PROBLEM SET:
• a. In the text passage, what answer does the book give for the problem?
• b. Extract every line of the records that contains the string "fabric", treating uppercase and lowercase as different.

* BEGIN TEXT PASSAGE *

I get sqrt(11), but the book says the answer is 3

This is what I did:

I let x=t
L in vector parametric form: (0,2,4) + t(1,0,-1)
I found the vector AL=(-6,1,2) + t(1,0,-1)

So L = ti + 2j + (4-t)k
AL= (t-6)i + j + (2-t)k

Now my reasoning is, the shortest distance between the line and the point is where the point A is perpendicular to the line L, which is where AL is perpendicular to L

So what I then did was the dot product of AL and L, and let this equal 0

I then solved for t, subbed it into AL and found the magnitude for that value of t

What have I done wrong?


The book is correct. Again :)

Short solution:

A(6, 1, 2)

* END TEXT PASSAGE *
* BEGIN MATERIALS PROVIDED *

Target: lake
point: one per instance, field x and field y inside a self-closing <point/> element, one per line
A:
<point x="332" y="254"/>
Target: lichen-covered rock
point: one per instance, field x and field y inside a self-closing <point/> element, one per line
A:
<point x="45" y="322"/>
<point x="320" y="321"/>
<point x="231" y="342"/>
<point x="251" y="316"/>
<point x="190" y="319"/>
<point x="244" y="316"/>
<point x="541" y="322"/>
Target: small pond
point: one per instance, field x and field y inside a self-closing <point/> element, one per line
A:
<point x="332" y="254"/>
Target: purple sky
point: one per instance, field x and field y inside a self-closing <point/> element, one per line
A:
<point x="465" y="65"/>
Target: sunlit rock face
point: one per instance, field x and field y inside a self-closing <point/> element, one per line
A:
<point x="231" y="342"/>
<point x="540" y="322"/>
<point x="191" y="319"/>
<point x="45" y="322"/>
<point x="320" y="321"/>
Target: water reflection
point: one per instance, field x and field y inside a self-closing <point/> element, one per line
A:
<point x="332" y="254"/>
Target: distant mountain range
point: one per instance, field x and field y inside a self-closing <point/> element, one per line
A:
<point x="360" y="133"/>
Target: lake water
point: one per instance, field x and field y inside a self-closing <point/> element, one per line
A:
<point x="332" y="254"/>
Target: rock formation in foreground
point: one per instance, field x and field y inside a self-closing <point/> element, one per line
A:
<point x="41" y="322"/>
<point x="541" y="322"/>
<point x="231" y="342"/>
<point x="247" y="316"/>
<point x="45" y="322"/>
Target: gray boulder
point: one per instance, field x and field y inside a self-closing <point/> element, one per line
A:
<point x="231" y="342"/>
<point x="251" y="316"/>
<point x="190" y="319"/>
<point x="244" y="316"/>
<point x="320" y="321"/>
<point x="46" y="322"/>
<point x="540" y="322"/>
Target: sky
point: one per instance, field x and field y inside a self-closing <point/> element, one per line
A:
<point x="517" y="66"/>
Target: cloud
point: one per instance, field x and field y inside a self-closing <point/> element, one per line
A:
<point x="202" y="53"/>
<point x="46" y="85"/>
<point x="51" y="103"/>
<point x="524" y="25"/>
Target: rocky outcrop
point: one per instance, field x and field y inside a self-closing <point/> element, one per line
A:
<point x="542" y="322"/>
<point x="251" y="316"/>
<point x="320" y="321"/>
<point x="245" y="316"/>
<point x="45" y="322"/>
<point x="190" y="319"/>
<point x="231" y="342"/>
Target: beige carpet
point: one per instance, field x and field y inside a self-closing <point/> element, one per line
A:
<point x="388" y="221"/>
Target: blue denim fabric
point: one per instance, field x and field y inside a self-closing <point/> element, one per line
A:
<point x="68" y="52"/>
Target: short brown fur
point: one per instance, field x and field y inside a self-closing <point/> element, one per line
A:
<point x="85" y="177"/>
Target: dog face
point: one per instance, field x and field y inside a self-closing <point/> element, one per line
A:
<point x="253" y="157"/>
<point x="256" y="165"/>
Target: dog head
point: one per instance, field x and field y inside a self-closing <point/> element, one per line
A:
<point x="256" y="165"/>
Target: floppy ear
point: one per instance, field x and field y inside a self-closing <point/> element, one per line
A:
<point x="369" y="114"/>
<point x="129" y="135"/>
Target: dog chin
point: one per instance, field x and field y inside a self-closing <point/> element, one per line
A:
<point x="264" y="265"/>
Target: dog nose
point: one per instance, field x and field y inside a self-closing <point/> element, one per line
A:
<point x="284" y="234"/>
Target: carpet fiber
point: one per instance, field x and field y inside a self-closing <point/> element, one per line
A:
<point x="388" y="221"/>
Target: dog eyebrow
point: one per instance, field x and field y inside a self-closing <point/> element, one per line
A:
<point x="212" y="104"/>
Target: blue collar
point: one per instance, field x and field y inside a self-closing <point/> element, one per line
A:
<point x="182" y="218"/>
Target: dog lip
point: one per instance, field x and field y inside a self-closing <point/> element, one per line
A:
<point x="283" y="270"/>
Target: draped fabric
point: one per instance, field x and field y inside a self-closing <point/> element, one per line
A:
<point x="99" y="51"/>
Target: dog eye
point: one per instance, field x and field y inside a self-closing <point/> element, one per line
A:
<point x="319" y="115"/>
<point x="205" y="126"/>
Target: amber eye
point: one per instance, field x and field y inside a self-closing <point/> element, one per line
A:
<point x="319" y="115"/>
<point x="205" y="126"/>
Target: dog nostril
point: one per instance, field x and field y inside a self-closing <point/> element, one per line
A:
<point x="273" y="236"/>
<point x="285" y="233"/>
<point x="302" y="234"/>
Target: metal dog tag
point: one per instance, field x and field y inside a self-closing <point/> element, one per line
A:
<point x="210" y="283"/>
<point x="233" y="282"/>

* END MATERIALS PROVIDED *

ANSWERS TO THE TASKS:
• a. 3

• b.
Target: blue denim fabric
Target: draped fabric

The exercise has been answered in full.